MATERIAL PROVIDED>

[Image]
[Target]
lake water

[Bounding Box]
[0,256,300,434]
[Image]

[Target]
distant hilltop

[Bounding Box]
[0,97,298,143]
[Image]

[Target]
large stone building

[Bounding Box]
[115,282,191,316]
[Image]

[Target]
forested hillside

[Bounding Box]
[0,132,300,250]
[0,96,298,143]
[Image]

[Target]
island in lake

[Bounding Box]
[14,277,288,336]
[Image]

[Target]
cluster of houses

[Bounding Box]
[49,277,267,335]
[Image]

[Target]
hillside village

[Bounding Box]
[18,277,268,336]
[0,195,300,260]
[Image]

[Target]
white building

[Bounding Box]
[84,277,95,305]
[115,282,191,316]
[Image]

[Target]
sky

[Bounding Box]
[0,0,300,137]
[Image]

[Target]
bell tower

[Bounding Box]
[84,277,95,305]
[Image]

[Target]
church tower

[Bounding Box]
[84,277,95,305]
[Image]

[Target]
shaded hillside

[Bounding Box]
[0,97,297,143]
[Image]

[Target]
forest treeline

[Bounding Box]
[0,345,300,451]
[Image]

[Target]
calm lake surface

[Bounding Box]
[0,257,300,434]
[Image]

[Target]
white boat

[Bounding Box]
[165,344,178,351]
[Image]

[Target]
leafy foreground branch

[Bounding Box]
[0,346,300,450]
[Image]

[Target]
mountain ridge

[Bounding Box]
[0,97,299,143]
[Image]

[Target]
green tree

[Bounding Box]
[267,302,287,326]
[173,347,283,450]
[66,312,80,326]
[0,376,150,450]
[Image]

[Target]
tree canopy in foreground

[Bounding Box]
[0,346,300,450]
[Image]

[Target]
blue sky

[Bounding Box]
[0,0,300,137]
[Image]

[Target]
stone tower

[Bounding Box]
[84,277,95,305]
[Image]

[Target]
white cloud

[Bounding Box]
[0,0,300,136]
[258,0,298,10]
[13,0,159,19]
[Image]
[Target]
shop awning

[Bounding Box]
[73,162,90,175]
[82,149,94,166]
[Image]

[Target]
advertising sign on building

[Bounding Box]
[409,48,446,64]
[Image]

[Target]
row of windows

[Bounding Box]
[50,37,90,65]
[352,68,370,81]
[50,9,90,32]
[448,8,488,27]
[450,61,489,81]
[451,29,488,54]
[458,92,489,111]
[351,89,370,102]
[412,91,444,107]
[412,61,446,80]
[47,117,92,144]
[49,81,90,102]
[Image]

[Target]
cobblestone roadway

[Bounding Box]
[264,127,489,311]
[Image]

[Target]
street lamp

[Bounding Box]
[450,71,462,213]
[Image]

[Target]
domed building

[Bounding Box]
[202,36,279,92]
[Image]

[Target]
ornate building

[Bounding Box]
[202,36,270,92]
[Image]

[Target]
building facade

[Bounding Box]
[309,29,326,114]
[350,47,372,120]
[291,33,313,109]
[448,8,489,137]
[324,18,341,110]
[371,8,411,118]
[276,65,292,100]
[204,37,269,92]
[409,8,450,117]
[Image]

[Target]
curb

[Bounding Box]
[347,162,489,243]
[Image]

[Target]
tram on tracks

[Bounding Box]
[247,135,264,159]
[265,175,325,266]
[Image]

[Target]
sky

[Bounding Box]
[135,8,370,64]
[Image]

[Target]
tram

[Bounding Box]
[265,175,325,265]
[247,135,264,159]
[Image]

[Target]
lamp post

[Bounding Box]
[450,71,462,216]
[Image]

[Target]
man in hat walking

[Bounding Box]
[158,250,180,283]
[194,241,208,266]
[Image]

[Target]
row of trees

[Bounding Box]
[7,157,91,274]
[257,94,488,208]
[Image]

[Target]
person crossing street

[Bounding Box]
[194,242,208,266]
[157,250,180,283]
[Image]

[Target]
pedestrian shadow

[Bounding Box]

EXERCISE OBJECTIVE> Format every line of the listing above as a numbered list, leaving out the blank lines.

THE ANSWER>
1. [Image]
2. [Target]
3. lake water
4. [Bounding Box]
5. [0,256,300,434]
6. [Image]
7. [Target]
8. distant hilltop
9. [Bounding Box]
10. [0,97,298,143]
11. [Image]
12. [Target]
13. large stone building
14. [Bounding Box]
15. [115,282,191,316]
16. [Image]
17. [Target]
18. forested hillside
19. [Bounding Box]
20. [0,132,300,250]
21. [0,96,298,143]
22. [Image]
23. [Target]
24. island in lake
25. [Bounding Box]
26. [14,277,288,336]
27. [Image]
28. [Target]
29. cluster of houses
30. [Bounding Box]
31. [49,277,267,335]
32. [Image]
33. [Target]
34. hillside village
35. [Bounding Box]
36. [18,277,268,336]
37. [0,195,300,260]
38. [Image]
39. [Target]
40. white building
41. [Bounding Box]
42. [84,277,95,305]
43. [115,282,191,316]
44. [Image]
45. [Target]
46. sky
47. [Bounding Box]
48. [0,0,300,137]
49. [Image]
50. [Target]
51. bell tower
52. [Bounding Box]
53. [84,277,95,305]
54. [Image]
55. [Target]
56. church tower
57. [Bounding Box]
58. [84,277,95,305]
59. [Image]
60. [Target]
61. shaded hillside
62. [Bounding Box]
63. [0,97,297,143]
64. [Image]
65. [Target]
66. forest treeline
67. [Bounding Box]
68. [0,345,300,451]
69. [Image]
70. [Target]
71. calm lake surface
72. [Bounding Box]
73. [0,257,300,434]
74. [Image]
75. [Target]
76. white boat
77. [Bounding Box]
78. [165,344,178,351]
79. [Image]
80. [Target]
81. leafy foreground branch
82. [Bounding Box]
83. [0,346,300,450]
84. [Image]
85. [Target]
86. mountain ridge
87. [Bounding Box]
88. [0,97,299,143]
89. [Image]
90. [Target]
91. green tree
92. [Bounding Box]
93. [267,302,287,326]
94. [173,347,283,450]
95. [66,312,80,326]
96. [0,376,150,450]
97. [Image]
98. [Target]
99. tree canopy in foreground
100. [Bounding Box]
101. [0,346,300,450]
102. [Image]
103. [Target]
104. blue sky
105. [Bounding Box]
106. [0,0,300,137]
107. [Image]
108. [Target]
109. stone tower
110. [Bounding Box]
111. [84,277,95,305]
112. [Image]
113. [Target]
114. white cloud
115. [Bounding Box]
116. [0,0,300,136]
117. [258,0,298,10]
118. [13,0,159,19]
119. [Image]
120. [Target]
121. shop awning
122. [Bounding Box]
123. [73,162,90,175]
124. [82,149,94,166]
125. [Image]
126. [Target]
127. advertising sign on building
128. [Bounding Box]
129. [409,48,446,64]
130. [Image]
131. [Target]
132. row of windows
133. [Bounding Box]
134. [50,37,90,65]
135. [352,68,370,81]
136. [50,9,90,32]
137. [448,8,488,27]
138. [450,61,489,81]
139. [451,29,488,54]
140. [458,92,489,111]
141. [351,89,370,102]
142. [412,91,444,107]
143. [412,61,446,80]
144. [47,117,92,144]
145. [49,81,90,102]
146. [Image]
147. [Target]
148. cobblestone roadway
149. [Bounding Box]
150. [264,127,489,311]
151. [Image]
152. [Target]
153. street lamp
154. [Bounding Box]
155. [450,71,462,213]
156. [Image]
157. [Target]
158. domed building
159. [Bounding Box]
160. [202,36,279,92]
161. [Image]
162. [Target]
163. ornate building
164. [Bounding Box]
165. [202,36,270,92]
166. [Image]
167. [Target]
168. building facade
169. [Bounding Box]
170. [309,29,326,114]
171. [350,47,372,120]
172. [291,33,313,109]
173. [448,8,489,137]
174. [324,18,341,110]
175. [371,8,411,118]
176. [276,65,292,100]
177. [204,37,269,92]
178. [409,8,450,117]
179. [Image]
180. [Target]
181. curb
182. [Bounding Box]
183. [347,162,489,243]
184. [Image]
185. [Target]
186. tram on tracks
187. [Bounding Box]
188. [247,135,264,159]
189. [265,175,325,266]
190. [Image]
191. [Target]
192. sky
193. [Bounding Box]
194. [135,8,370,64]
195. [Image]
196. [Target]
197. tram
198. [Bounding Box]
199. [265,175,325,265]
200. [247,135,264,159]
201. [Image]
202. [Target]
203. lamp post
204. [Bounding Box]
205. [450,71,462,216]
206. [Image]
207. [Target]
208. man in hat walking
209. [Bounding Box]
210. [158,250,180,283]
211. [194,241,208,266]
212. [Image]
213. [Target]
214. row of trees
215. [Bounding Box]
216. [7,157,91,274]
217. [257,94,488,208]
218. [Image]
219. [Target]
220. person crossing street
221. [Bounding Box]
222. [194,242,208,266]
223. [157,250,180,283]
224. [Image]
225. [Target]
226. pedestrian shadow
227. [Bounding Box]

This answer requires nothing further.